[BEGIN Document extract]

Suppose, for example, that a police officer turned on his blue-and-red rolling flashing lights and siren, and attempted to pull over a motorist.

It would be inaccurate to say that, because it was physically possible for the motorist to keep driving, therefore, no seizure occurred.

As it is, the law holds that no seizure occurs until the motorist actually does pull over. However, that is pursuant to California v. Hodari D., 499 U.S. 621 (1991), which holds that, until a suspect submits to an officer’s show of authority, no seizure occurs.

However, it would be plainly inaccurate to say that, merely because it was possible for such a motorist to keep driving, a reasonable motorist would believe himself free to actually do so.

However, that is the logical conclusion that the court’s reasoning in the case at bar, applied to such a case, leads to.

Consider, also, U.S. v. Burton, 441 F.3d 509 (7th Cir. 2006)(holding that suspect was seized when surrounded by bicycle cops on three sides of car), which the court cites. If a motorist really wanted to, he certainly could flee under those circumstances. However, the court in Burton sensibly held that such an encounter is a seizure.

Without question, where police officers position their squad cars in such a way that it is physically impossible for the driver to leave, a stop occurs. See U.S. v. Packer, 15 F.3d 654 (7th Cir. 1994). Where it is physically impossible for a motorist to leave, no reasonable motorist would feel free to do so.

However, it does not necessarily follow that, just because it is possible to leave, therefore a reasonable person would feel free to.

Related Article

Parked car wasn’t ‘seized’

Another interesting aspect of the case, to which the court gives no attention, is that the officers shined their flashlights into the vehicle during the encounter.

[END Document extract]

→ **Aim 1**
From the passage on police seizures, print the text between "It would be inaccurate" and "actually do so.", inclusive.
→ **Aim 2**
In the passage on police seizures, which case holds that no seizure occurs until a suspect submits to an officer's show of authority?

[BEGIN Records supplied]

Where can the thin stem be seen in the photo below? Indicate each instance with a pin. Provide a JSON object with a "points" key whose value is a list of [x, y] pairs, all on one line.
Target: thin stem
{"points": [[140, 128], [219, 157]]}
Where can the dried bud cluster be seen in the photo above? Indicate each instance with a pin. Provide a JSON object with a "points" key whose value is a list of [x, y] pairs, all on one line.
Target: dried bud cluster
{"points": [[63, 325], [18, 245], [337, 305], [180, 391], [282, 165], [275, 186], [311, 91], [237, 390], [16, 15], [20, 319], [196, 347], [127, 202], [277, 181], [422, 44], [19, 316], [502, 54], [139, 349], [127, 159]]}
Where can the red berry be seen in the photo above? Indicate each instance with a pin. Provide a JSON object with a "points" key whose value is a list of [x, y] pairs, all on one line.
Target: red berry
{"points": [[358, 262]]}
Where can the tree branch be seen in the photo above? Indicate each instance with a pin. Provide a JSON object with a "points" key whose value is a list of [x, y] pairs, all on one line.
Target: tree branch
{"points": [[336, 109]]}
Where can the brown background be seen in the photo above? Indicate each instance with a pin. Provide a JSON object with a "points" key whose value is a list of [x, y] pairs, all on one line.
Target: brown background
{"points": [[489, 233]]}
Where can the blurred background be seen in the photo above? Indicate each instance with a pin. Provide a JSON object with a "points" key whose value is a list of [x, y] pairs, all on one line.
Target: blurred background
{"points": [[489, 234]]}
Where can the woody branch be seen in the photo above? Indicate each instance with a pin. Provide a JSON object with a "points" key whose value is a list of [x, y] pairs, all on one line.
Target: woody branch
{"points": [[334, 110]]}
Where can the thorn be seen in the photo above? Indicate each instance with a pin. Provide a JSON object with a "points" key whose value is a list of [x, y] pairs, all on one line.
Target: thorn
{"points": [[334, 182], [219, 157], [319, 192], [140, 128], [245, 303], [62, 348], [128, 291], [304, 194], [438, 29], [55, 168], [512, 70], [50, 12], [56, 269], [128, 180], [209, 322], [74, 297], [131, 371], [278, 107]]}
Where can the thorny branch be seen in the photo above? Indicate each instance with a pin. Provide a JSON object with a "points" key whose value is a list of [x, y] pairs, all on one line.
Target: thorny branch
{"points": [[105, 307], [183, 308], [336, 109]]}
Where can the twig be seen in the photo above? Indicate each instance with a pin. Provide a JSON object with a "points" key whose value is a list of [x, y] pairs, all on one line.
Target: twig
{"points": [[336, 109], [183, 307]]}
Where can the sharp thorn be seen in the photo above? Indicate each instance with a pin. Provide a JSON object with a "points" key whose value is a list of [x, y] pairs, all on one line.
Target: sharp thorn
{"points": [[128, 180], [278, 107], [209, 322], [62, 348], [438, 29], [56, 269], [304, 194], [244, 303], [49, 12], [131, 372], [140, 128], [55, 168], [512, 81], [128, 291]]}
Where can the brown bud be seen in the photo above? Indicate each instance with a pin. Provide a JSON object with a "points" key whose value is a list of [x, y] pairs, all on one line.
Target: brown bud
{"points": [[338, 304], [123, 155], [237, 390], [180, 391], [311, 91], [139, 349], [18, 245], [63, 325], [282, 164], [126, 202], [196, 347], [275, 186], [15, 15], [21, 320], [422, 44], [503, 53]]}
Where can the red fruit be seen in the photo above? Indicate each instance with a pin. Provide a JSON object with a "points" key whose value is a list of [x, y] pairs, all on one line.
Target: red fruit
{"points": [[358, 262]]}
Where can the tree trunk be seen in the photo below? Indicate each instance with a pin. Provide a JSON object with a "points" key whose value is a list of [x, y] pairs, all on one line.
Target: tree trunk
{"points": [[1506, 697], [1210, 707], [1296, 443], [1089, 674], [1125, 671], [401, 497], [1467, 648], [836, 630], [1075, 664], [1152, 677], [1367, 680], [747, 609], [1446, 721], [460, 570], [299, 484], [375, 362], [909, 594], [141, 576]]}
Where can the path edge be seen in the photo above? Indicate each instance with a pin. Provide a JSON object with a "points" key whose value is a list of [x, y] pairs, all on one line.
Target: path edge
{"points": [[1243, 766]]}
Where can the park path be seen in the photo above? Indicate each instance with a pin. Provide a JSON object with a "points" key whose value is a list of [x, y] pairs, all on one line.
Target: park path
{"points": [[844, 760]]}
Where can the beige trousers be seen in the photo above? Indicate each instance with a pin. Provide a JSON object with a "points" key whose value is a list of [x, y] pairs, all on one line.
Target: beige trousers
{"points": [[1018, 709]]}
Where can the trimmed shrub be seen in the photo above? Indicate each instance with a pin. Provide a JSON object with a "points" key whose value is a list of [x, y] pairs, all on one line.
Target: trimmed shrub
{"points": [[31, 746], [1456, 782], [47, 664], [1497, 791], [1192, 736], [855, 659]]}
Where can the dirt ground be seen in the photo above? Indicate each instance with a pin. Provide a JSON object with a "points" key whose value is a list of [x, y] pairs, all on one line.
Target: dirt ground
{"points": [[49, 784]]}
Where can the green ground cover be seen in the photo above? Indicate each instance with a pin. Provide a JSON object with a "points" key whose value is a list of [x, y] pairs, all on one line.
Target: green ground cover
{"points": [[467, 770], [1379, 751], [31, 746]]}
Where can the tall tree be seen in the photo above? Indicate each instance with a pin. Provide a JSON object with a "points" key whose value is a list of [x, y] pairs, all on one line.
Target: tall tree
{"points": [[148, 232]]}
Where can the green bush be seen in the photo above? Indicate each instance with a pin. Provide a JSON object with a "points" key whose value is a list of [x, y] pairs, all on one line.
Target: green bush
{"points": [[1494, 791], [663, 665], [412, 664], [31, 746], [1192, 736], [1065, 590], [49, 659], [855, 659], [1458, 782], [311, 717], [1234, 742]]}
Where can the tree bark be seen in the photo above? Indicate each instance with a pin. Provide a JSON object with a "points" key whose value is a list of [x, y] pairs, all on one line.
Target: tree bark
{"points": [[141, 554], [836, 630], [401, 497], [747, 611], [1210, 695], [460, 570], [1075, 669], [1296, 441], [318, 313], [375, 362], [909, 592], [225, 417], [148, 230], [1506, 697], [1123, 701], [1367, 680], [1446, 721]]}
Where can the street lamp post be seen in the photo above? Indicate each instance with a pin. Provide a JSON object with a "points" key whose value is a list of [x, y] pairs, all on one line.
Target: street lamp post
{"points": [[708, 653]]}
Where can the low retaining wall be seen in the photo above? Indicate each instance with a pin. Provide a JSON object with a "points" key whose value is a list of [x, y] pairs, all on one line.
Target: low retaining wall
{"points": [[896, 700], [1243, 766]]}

[END Records supplied]

→ **Correct result 1**
It would be inaccurate to say that, because it was physically possible for the motorist to keep driving, therefore, no seizure occurred.

As it is, the law holds that no seizure occurs until the motorist actually does pull over. However, that is pursuant to California v. Hodari D., 499 U.S. 621 (1991), which holds that, until a suspect submits to an officer’s show of authority, no seizure occurs.

However, it would be plainly inaccurate to say that, merely because it was possible for such a motorist to keep driving, a reasonable motorist would believe himself free to actually do so.

→ **Correct result 2**
California v. Hodari D., 499 U.S. 621 (1991).